TASK
Exclude the pictures, then copy all remaining records exactly.

—————

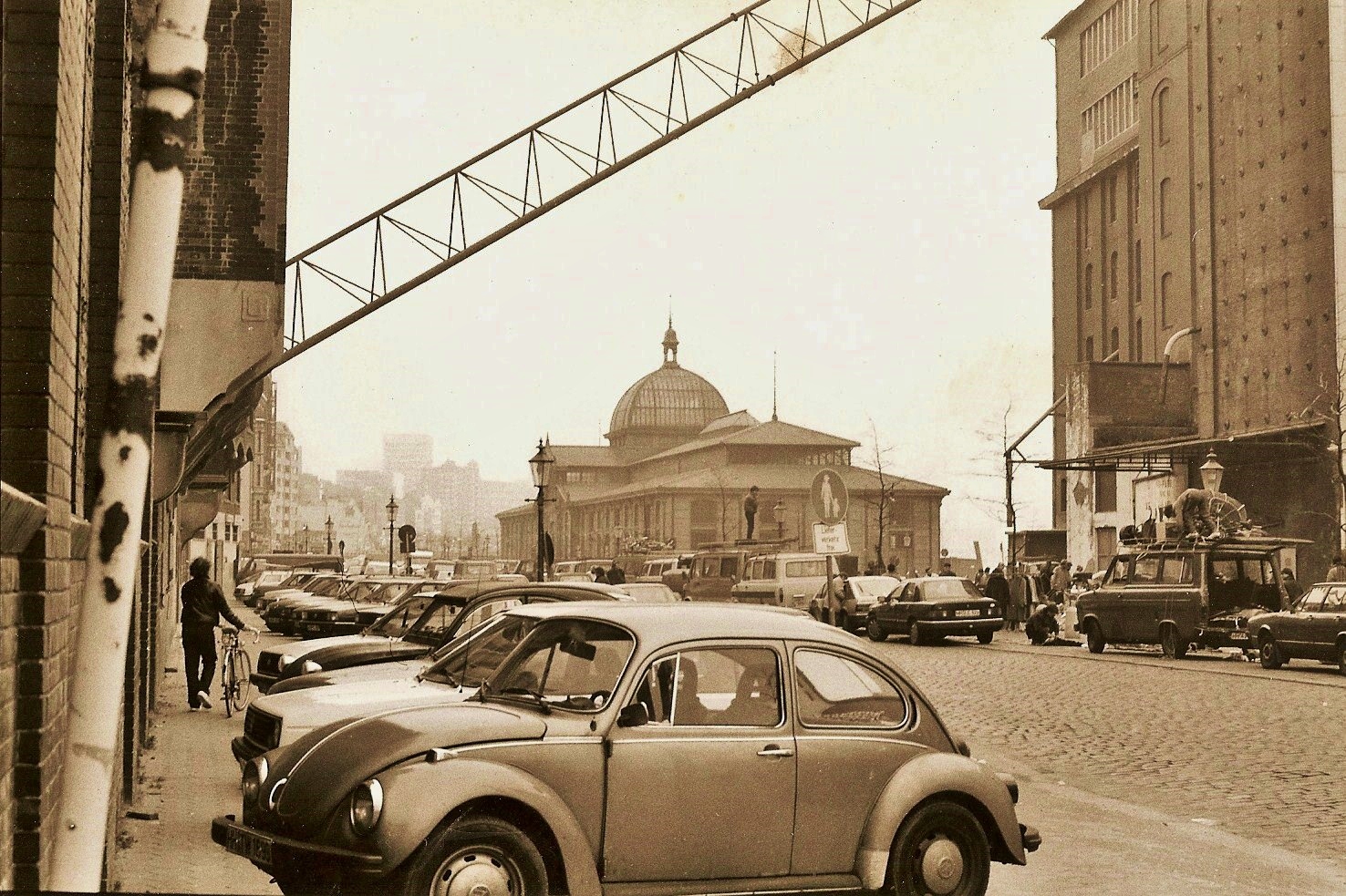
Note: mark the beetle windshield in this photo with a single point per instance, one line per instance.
(567, 664)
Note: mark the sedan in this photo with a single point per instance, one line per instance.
(932, 607)
(1312, 629)
(598, 754)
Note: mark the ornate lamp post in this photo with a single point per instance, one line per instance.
(392, 518)
(542, 467)
(1212, 472)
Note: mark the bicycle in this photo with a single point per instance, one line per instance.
(236, 675)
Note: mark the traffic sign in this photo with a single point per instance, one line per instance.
(828, 497)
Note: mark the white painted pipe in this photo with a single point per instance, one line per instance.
(175, 61)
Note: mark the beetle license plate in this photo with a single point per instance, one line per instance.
(249, 845)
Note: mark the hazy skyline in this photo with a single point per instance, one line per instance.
(871, 218)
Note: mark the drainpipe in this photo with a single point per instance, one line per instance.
(1168, 350)
(175, 61)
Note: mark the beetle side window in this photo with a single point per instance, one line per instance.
(839, 692)
(714, 686)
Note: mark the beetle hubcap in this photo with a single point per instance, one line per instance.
(941, 865)
(477, 872)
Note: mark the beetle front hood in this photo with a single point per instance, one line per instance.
(325, 765)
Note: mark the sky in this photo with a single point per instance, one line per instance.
(871, 221)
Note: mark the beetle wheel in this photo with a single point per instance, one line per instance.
(477, 856)
(939, 850)
(1269, 653)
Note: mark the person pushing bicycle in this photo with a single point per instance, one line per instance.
(202, 605)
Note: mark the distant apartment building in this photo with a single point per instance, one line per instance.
(1193, 212)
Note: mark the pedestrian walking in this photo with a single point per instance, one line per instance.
(998, 590)
(1338, 571)
(202, 605)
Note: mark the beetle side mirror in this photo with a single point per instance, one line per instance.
(633, 716)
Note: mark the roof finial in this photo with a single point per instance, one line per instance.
(670, 344)
(772, 386)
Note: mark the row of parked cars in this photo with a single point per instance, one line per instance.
(520, 737)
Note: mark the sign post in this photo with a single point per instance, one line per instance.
(831, 502)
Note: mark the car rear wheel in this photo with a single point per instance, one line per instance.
(1173, 644)
(1271, 655)
(1093, 635)
(477, 856)
(939, 850)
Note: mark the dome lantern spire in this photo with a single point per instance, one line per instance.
(670, 345)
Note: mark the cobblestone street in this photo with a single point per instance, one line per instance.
(1225, 743)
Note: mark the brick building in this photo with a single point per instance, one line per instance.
(67, 128)
(1194, 211)
(678, 464)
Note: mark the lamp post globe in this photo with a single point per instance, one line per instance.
(542, 467)
(392, 518)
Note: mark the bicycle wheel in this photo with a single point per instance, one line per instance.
(241, 664)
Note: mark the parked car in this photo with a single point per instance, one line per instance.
(1312, 629)
(599, 751)
(935, 607)
(1178, 593)
(420, 624)
(781, 580)
(650, 592)
(859, 595)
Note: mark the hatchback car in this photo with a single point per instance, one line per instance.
(933, 607)
(1312, 629)
(599, 754)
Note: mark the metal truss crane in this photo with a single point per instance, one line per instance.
(446, 221)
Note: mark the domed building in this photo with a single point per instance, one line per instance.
(678, 463)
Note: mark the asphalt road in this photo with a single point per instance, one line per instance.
(1144, 775)
(1151, 775)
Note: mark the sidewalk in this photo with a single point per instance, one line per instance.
(187, 778)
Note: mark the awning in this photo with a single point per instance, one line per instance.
(1161, 455)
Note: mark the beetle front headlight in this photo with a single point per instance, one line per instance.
(254, 774)
(367, 805)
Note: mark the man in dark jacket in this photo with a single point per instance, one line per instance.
(202, 605)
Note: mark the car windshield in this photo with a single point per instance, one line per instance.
(564, 664)
(474, 657)
(947, 588)
(876, 587)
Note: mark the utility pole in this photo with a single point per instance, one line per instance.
(174, 70)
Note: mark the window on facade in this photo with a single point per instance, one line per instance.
(1105, 491)
(1165, 189)
(1164, 127)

—————

RESULT
Note: mark the beetle windshield in this photo with a single point per instance, one line per instance.
(567, 664)
Note: mark the sedan in this photo with a single point per instance, one line per instance.
(932, 607)
(1312, 629)
(598, 754)
Note: mark the ornate lamp post in this photo with a single point per instance, one line per instance.
(392, 518)
(542, 467)
(1212, 472)
Note: mark the bicycle in this photo with a single point per instance, one line per instance.
(236, 675)
Note: mark the traffic sign in this photo with a single point per instance, one line per instance.
(828, 497)
Note: mark the white painted pipe in this photo with a single point per instance, one line per instance.
(175, 61)
Note: mark the beetle license plate in this photo with a single point per instance, one line per instance.
(249, 845)
Note: mark the hazy skyline in this photo with a single point per instance, one line per instance.
(871, 218)
Note: mark the drainpipe in this photo with a single point per instance, one line per instance.
(1168, 350)
(175, 61)
Note: mark the beetle side window in this photo with a single point per instance, one line per instance.
(839, 692)
(714, 686)
Note: mark the beetle hubcap in this photo with a single point per instance, one line per instance.
(941, 865)
(477, 872)
Note: mark the beetle front hood in this photo with a single point per instance, one line per instance.
(325, 765)
Note: mark the sky in this photo with a single point per instance, one line per instance.
(871, 221)
Note: mark the beetle wheel in this photo with a single point per instance, one line per instance.
(477, 856)
(939, 850)
(1269, 653)
Note: mark the person pushing bicycle in this photo with a single point per instance, one line per instance.
(202, 605)
Note: mark the distant apartment building in this photo with a single point per instance, one line per instance.
(1193, 212)
Note: mark the pedestrian walking in this photo with a single point per instance, one line per instance.
(998, 590)
(1338, 571)
(202, 605)
Note: mark the beetle side mirror in this photo with a single point per instance, one line per instance.
(633, 716)
Note: mark the roof finial in this photo with a single point per instance, one line per instance.
(670, 344)
(772, 386)
Note: mark the row of parked cars in this photo with a single point per instance, one line per instance.
(520, 737)
Note: mark the sign post in this photo with a single point per instance, one line per instance.
(831, 502)
Note: mark the car rear wheel in this photo with a single point per instance, one line per instance.
(1173, 644)
(1271, 655)
(1093, 635)
(477, 856)
(939, 850)
Note: mark the dome lantern spire in this photo with a single point per instance, one line per instance.
(670, 345)
Note: mark the cobblestone street in this photo with a single point per instance, one line per instance.
(1225, 743)
Note: mark the brick building in this photo with a single point per instance, one line per instance.
(67, 128)
(1194, 211)
(678, 464)
Note: mark the lamp post globe in this photo with a single point per instance, one line per instance.
(542, 467)
(392, 518)
Note: mark the bicycle wheel in this photo with a single point per instance, one line per instance.
(241, 664)
Note: mark the parked car in this photo with a single point per instance, one line per instance.
(1312, 629)
(599, 751)
(935, 607)
(1178, 593)
(420, 624)
(781, 580)
(650, 592)
(859, 595)
Note: mark the hatchback car in this photo with a single point per instance, one line per instance.
(933, 607)
(1312, 629)
(599, 754)
Note: mark the metal truss crane in this photo with a single point per instance, one line per instance.
(446, 221)
Note: mark the domed building in this photo with a single point per instance, one line per instance.
(678, 463)
Note: mark the asphalt road in this photo with a single point per instance, one line per instance.
(1144, 775)
(1151, 775)
Note: mark the sidewalk in this photo with a single point per instance, one line per instance.
(187, 778)
Note: mark the awning in this photo with a single point per instance, one line per instance.
(1161, 455)
Note: mark the beetle front headlight in this photo with a single point per instance, one line per instance.
(254, 774)
(367, 805)
Note: mark the man in dark jacket in this photo with a single point per instance, one line per instance.
(202, 605)
Note: mark the car windshield in this photo with a single point per instance, one line per instance.
(564, 664)
(474, 657)
(947, 588)
(876, 587)
Note: mark the utility pole in this photo with a single point per instance, one line per instance.
(174, 70)
Note: mark the window on facade in this photo with a single point per instance, one line per instance.
(1105, 491)
(1165, 189)
(1164, 127)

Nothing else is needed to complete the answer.